**** TEKST DO CZYTANIA ****

Atak terrorystyczny na Dakarze? Kierowca w śpiączce

Materiały prasowe / Red Bull / Na zdjęciu: trasa Rajdu Dakar
Materiały prasowe / Red Bull / Na zdjęciu: trasa Rajdu Dakar

Niepokojące wieści dotarły z Francji, gdzie w szpitalu w Clamart po eksplozji przed startem Rajdu Dakar przebywa Philippe Boutron. Ze względu na bardzo poważny stan, wprowadzono go w stan śpiączki. Saudyjczycy nie wykluczają, że był to celowy atak.

Do eksplozji doszło przed hotelem w Dżuddzie 29 grudnia, na trzy dni przed startem Rajdu Dakar, choć organizatorzy imprezy poinformowali o szczegółach incydentu dopiero po rozpoczęciu rywalizacji. Jako że władze Arabii Saudyjskiej nie wykluczają, iż był to celowy atak, podjęto decyzję o zaostrzeniu środków bezpieczeństwa na biwaku i w hotelach.

Wskutek eksplozji ucierpiał Philippe Boutron, który miał wystartować w Dakarze po raz dziewiąty. Początkowo informowano, że Francuz doznał urazu nogi, a jego stan jest poważny. Włoski "Motorsport" przekazał jednak nie najlepsze wieści. Po przetransportowaniu Boutrona do ojczyzny, lekarze podjęli decyzję o wprowadzeniu go w stan śpiączki farmakologicznej.

Boutron może liczyć na pomoc fachowców

Działania medyków mają na celu "złagodzenie bólu", a stan kontuzjowanej nogi Boutrona nadal określany jest jako poważny. Francuz, który równocześnie jest prezesem II-ligowego klubu piłkarskiego US Orleans i cenionym przedsiębiorcą, trafił do Szpitala Wojskowego Percy w Clamart.

ZOBACZ WIDEO: #dziejesiewsporcie: szalony trening Pudzianowskiego. "Gorąco było dziś, -10°C"

Jak przekazał "Motorsport", 61-latek jest leczony "przez bardzo doświadczony personel medyczny" i "może liczyć na wsparcie rodziny".

Tymczasem francuski prokurator ds. zwalczania terroryzmu wszczął oficjalne dochodzenie ws. wydarzeń, które miały miejsce przed startem Dakaru. Śledztwo prowadzone jest w sprawie usiłowania zabójstwa poprzez atak terrorystyczny.

Francuscy śledczy wyjechali już do Dżuddy, gdzie mają zebrać ślady i współpracować z saudyjskimi władzami i służbami. Wszystko po to, aby ustalić okoliczności eksplozji samochodu należącego do zespołu Sodicars. W momencie zajścia w jego wnętrzu znajdowało się sześć osób, ale tylko Boutron doznał poważniejszych obrażeń.

**** ZAPISANE DANE ****

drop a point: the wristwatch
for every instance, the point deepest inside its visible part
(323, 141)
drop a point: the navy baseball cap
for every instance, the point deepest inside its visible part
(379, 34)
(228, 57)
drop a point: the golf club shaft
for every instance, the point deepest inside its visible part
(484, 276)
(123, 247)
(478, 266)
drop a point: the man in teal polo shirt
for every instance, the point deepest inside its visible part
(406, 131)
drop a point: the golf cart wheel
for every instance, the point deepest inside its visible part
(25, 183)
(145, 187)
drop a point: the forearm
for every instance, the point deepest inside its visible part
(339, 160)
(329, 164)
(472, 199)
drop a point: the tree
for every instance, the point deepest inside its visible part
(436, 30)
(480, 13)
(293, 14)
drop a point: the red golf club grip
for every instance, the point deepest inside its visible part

****
**** ZAPISANE DANE ****

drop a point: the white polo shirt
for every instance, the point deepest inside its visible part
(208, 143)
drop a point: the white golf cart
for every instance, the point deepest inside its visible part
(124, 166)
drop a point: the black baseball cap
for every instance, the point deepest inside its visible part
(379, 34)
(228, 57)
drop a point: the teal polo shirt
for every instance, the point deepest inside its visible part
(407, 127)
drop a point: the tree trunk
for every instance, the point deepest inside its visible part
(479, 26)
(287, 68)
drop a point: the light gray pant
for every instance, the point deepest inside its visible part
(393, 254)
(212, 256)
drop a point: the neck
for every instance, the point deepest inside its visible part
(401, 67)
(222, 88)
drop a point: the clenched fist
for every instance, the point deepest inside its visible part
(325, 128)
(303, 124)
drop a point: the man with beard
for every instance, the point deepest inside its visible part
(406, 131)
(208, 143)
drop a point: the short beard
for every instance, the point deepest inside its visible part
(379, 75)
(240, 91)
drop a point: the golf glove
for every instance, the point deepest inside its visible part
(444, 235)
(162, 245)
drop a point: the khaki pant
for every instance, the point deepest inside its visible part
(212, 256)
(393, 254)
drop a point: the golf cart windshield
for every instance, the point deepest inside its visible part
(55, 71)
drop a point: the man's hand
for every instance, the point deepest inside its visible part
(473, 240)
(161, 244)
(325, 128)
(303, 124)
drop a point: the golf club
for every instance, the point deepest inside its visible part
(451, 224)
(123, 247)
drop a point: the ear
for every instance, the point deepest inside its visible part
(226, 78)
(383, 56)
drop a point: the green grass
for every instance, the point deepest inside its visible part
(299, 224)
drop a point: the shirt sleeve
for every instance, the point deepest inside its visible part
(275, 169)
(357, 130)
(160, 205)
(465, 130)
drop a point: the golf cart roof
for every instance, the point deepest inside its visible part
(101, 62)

****

_TREŚĆ ZADANIA 1_
Oceń, czy poniższe stwierdzenia zgadzają się z tekstem o eksplozji przed Rajdem Dakar. Przy każdym odpowiedz „tak” lub „nie” i przytocz rozstrzygające słowa tekstu. (a) Do eksplozji doszło 29 grudnia przed hotelem w Dżuddzie. (b) Boutron miał wystartować w Dakarze po raz pierwszy. (c) W chwili zajścia w samochodzie znajdowały się cztery osoby.
_TREŚĆ ZADANIA 2_
Proszę przepisać z tekstu o eksplozji przed Rajdem Dakar fragment między słowami „Atak terrorystyczny na” a „to celowy atak.”, włącznie.

_ROZWIĄZANIE ZADANIA 1_
(a) Tak: „Do eksplozji doszło przed hotelem w Dżuddzie 29 grudnia”.
(b) Nie: „który miał wystartować w Dakarze po raz dziewiąty”.
(c) Nie: „W momencie zajścia w jego wnętrzu znajdowało się sześć osób”.

_ROZWIĄZANIE ZADANIA 2_
Atak terrorystyczny na Dakarze? Kierowca w śpiączce

Materiały prasowe / Red Bull / Na zdjęciu: trasa Rajdu Dakar
Materiały prasowe / Red Bull / Na zdjęciu: trasa Rajdu Dakar

Niepokojące wieści dotarły z Francji, gdzie w szpitalu w Clamart po eksplozji przed startem Rajdu Dakar przebywa Philippe Boutron. Ze względu na bardzo poważny stan, wprowadzono go w stan śpiączki. Saudyjczycy nie wykluczają, że był to celowy atak.